Search
Close this search box.

J. Carl Barrett, Ph.D.

J. Carl Barrett, Ph.D.

Vice President of Translational Medicine at AstraZeneca Oncology

 

Dr. J. Carl Barrett is Vice President of Translational Medicine at AstraZeneca Oncology where he is responsible for development and execution of biomarker strategies and translational research efforts to support drug development across the entire oncology portfolio. The TM team consists of experts in genomics, proteomics, computational biology, informatics, computational pathology and AI. From 2005-2011, he was Global Head of Oncology Biomarkers and Imaging in Novartis Oncology Translational Medicine.

 

Prior to joining Novartis, Dr. Barrett was the founding Director of the NCI Center for Cancer Research (CCR), which is the NCI intramural center for translation medicine and novel technologies. He also was Chief of the Laboratory of Biosystems and Cancer. Prior to joining NCI, Dr. Barrett was the Scientific Director at the National Institute of Environmental Health Sciences where his efforts focused on integrating new approaches to toxicology by utilization of molecular approaches of toxicogenomics, molecular toxicology, and the Environmental Genome Project.

 

Dr. Barrett’s research interests at NIH focused on discovery of critical genetic and epigenetic changes in the cancer cell, in particular the discovery of genes involved in breast cancer (BRCA1) in cellular senescence (SIRTs, TERT) and cancer metastasis (KAI1) and the role of the biosystem in cancer. Since joining Pharma, he has contributed to the development of multiple drugs and diagnostics. He is also actively involved in external cancer research efforts (FNIH, FOCR, BloodPac, ARPA-H)

 

Trained as a chemist at the College of William and Mary, Dr Barrett received his Ph.D. degree in Biophysical Chemistry from Johns Hopkins University. He has published over 600 research articles and reviews. He is a member of the Johns Hopkins University Society of Scholars, an elected member of the Ramazini Foundation, an honorary member of the Japanese Cancer Association, and recipient of multiple NIH awards and Keynote lectures.

Input data →

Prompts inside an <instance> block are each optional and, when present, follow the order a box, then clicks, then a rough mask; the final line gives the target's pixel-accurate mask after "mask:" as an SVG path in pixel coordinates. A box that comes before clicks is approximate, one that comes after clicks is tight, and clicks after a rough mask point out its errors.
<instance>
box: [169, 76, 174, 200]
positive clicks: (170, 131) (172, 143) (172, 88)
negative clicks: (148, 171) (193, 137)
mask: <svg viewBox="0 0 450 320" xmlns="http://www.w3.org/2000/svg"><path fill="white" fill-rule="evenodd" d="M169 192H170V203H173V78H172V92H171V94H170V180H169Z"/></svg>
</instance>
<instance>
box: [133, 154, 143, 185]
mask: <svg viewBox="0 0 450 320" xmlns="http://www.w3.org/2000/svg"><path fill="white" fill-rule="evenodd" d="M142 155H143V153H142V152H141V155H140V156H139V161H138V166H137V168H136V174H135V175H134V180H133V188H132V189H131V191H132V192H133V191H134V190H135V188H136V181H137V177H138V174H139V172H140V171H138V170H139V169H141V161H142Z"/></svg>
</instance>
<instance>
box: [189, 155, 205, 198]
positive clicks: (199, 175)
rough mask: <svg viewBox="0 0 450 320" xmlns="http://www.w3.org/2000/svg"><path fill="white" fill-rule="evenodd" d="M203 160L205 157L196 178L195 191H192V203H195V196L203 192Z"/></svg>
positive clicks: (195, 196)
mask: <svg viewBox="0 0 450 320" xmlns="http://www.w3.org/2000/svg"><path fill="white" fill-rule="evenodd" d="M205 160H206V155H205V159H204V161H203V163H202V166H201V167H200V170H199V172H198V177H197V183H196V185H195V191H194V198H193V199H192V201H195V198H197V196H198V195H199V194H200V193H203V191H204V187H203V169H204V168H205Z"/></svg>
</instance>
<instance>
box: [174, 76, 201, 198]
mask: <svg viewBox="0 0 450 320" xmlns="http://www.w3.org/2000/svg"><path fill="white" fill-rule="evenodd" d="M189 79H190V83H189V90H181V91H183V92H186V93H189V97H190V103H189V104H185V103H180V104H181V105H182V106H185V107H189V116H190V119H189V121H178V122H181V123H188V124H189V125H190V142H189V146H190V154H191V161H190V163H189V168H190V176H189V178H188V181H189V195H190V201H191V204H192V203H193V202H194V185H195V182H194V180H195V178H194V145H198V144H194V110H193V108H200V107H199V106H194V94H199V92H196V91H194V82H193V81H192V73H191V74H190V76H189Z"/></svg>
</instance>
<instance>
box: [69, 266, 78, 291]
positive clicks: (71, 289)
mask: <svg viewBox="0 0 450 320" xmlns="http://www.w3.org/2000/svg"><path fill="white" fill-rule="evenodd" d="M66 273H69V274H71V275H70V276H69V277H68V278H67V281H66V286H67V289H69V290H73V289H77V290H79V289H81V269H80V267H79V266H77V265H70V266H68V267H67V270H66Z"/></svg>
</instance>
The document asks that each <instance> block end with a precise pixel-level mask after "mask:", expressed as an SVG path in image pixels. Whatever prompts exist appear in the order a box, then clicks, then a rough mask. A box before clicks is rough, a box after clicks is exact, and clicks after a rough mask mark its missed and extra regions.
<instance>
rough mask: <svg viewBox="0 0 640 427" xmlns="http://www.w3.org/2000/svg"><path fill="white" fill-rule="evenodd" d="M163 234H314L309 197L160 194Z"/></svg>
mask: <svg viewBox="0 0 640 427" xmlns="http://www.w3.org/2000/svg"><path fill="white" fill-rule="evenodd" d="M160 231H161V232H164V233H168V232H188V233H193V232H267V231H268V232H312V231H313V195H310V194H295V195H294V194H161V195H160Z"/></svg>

==

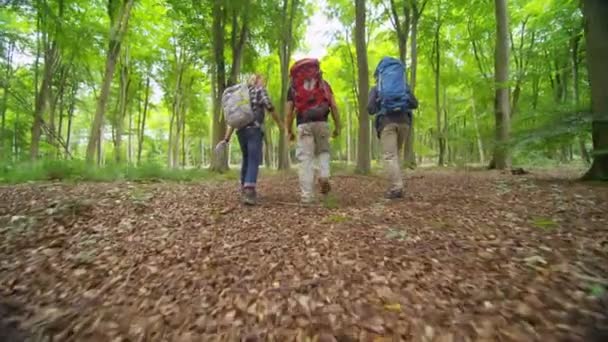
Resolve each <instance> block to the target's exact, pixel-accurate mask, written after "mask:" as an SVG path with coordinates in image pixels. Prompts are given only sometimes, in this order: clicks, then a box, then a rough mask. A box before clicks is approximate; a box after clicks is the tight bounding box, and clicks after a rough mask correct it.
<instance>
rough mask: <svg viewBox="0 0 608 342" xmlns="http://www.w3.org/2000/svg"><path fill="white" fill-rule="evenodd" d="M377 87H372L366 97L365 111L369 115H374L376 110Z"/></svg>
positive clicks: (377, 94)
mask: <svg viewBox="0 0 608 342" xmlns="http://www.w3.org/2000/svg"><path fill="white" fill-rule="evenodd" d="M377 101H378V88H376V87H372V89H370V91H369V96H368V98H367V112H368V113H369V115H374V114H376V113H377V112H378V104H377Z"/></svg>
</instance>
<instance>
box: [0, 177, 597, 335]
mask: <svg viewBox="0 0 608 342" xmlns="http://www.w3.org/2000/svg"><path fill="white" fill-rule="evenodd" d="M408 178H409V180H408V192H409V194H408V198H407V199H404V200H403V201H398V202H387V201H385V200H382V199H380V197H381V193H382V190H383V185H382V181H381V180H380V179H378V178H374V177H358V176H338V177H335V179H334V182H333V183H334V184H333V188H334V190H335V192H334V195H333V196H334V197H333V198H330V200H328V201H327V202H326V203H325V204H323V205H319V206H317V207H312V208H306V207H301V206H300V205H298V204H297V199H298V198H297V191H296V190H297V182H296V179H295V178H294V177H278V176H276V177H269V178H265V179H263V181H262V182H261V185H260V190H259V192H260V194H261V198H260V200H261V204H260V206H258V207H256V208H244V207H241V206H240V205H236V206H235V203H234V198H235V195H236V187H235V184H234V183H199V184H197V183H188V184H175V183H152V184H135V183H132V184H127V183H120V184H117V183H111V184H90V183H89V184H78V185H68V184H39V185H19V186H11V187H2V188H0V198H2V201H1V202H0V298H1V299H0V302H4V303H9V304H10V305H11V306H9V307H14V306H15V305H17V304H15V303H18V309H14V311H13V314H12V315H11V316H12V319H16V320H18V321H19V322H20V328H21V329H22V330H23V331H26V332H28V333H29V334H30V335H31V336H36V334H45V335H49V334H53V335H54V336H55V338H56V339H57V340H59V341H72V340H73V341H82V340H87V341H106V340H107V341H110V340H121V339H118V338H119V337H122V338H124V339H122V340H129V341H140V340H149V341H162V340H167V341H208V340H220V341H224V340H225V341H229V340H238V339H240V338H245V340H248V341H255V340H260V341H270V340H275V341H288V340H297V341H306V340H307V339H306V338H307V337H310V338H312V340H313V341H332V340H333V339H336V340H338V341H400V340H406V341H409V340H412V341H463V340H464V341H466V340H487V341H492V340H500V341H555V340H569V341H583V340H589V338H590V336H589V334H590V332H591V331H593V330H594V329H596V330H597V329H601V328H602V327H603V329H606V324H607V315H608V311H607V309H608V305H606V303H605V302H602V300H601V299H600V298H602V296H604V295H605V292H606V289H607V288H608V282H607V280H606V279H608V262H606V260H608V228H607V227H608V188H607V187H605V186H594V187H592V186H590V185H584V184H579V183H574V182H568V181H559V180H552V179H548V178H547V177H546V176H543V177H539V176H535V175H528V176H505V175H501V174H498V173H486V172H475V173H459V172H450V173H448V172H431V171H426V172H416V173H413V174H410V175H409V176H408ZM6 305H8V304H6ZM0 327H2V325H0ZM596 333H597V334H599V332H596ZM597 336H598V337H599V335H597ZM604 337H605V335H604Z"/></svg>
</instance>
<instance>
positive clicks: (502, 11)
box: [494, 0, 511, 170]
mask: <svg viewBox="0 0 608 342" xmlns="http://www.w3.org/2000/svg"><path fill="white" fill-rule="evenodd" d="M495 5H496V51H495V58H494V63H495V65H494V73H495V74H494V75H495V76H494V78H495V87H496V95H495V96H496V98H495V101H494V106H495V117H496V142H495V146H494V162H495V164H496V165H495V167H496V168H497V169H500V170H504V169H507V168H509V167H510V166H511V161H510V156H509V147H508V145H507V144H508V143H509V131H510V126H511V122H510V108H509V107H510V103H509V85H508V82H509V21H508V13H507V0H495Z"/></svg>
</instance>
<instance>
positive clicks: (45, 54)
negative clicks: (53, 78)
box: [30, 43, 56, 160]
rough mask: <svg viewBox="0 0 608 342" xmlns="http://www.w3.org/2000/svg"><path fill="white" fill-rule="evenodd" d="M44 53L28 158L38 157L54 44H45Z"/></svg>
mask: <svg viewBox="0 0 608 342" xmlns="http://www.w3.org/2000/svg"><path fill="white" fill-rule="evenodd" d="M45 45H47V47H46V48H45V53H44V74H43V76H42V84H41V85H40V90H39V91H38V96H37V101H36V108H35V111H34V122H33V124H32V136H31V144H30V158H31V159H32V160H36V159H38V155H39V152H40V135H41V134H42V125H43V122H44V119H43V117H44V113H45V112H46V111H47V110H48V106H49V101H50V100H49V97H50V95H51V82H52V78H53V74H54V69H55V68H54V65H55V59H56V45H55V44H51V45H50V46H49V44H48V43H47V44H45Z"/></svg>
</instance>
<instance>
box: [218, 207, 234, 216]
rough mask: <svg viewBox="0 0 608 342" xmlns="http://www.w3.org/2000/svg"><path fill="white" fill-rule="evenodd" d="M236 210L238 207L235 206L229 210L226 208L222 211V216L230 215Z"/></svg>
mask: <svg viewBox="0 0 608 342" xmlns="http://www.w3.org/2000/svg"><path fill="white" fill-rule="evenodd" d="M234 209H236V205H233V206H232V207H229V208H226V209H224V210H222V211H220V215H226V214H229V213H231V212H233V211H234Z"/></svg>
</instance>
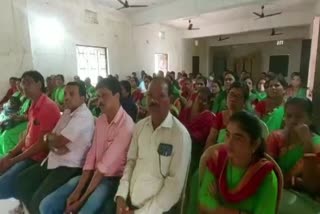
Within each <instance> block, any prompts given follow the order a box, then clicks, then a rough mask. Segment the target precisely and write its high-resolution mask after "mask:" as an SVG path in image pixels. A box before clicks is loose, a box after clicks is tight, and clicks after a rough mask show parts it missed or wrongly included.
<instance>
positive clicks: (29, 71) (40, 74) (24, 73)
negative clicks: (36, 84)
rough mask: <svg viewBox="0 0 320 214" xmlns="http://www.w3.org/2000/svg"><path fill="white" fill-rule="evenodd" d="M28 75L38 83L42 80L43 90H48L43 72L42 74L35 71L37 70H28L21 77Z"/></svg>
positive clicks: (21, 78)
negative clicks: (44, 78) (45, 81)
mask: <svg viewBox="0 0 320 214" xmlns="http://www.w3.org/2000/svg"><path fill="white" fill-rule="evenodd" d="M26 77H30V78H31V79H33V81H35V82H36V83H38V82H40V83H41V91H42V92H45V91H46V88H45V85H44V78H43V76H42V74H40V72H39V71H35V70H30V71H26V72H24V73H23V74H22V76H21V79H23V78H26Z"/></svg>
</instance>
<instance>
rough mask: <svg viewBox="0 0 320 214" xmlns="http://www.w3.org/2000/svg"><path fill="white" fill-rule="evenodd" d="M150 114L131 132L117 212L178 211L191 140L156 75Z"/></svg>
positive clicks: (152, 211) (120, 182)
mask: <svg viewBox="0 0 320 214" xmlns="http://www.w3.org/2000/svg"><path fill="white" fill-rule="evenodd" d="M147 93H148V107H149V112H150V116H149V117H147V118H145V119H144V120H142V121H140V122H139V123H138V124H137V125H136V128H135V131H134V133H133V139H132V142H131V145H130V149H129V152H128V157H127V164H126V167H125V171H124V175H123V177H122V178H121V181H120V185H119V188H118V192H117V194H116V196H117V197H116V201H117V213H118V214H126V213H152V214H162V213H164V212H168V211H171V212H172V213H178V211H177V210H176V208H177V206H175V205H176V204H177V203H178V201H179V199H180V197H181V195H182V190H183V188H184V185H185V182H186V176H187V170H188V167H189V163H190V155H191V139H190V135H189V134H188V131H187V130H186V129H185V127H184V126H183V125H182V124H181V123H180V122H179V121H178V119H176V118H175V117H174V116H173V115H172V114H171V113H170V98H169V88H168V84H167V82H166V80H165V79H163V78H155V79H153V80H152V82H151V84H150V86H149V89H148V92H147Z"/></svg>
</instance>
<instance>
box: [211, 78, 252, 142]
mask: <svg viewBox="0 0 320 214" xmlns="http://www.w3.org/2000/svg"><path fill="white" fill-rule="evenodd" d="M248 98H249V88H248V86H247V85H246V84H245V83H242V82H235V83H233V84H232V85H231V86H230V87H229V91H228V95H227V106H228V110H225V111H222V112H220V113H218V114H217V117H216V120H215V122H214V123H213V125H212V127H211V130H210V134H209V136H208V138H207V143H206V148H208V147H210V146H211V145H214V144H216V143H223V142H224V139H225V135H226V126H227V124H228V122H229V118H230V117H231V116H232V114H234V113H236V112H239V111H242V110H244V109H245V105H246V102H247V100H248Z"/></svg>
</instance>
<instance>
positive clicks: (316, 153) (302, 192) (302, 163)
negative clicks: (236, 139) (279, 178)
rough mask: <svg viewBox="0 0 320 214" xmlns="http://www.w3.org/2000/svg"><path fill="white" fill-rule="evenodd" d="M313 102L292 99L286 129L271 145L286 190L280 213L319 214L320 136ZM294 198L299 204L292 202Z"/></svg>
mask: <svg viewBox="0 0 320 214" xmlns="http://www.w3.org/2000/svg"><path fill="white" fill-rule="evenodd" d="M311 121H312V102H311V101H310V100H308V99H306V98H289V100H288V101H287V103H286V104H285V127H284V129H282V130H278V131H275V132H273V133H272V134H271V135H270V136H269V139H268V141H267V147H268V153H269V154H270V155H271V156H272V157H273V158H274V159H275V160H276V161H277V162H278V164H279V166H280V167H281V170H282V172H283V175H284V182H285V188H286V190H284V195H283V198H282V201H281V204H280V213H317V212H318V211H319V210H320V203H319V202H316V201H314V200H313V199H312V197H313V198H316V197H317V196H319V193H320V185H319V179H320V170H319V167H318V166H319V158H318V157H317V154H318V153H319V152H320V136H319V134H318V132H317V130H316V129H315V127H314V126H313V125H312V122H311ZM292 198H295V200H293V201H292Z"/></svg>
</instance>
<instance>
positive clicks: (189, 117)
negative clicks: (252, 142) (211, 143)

Things to do →
(1) Using the biography of J. Carl Barrett, decide whether each statement agrees with it. Give yes or no, followed by the deciding words quoted from the biography. (a) Barrett served as Global Head of Oncology Biomarkers and Imaging at Novartis from 2005 to 2011. (b) Barrett earned his Ph.D. at the College of William and Mary. (c) Barrett has published more than 600 research articles and reviews.
(2) According to the biography of J. Carl Barrett, what position did he hold at the National Institute of Environmental Health Sciences?

Solutions for each task →
(1)
(a) Yes: "From 2005-2011, he was Global Head of Oncology Biomarkers and Imaging in Novartis Oncology Translational Medicine."
(b) No: "Trained as a chemist at the College of William and Mary, Dr Barrett received his Ph.D. degree in Biophysical Chemistry from Johns Hopkins University."
(c) Yes: "He has published over 600 research articles and reviews."

(2) Scientific Director.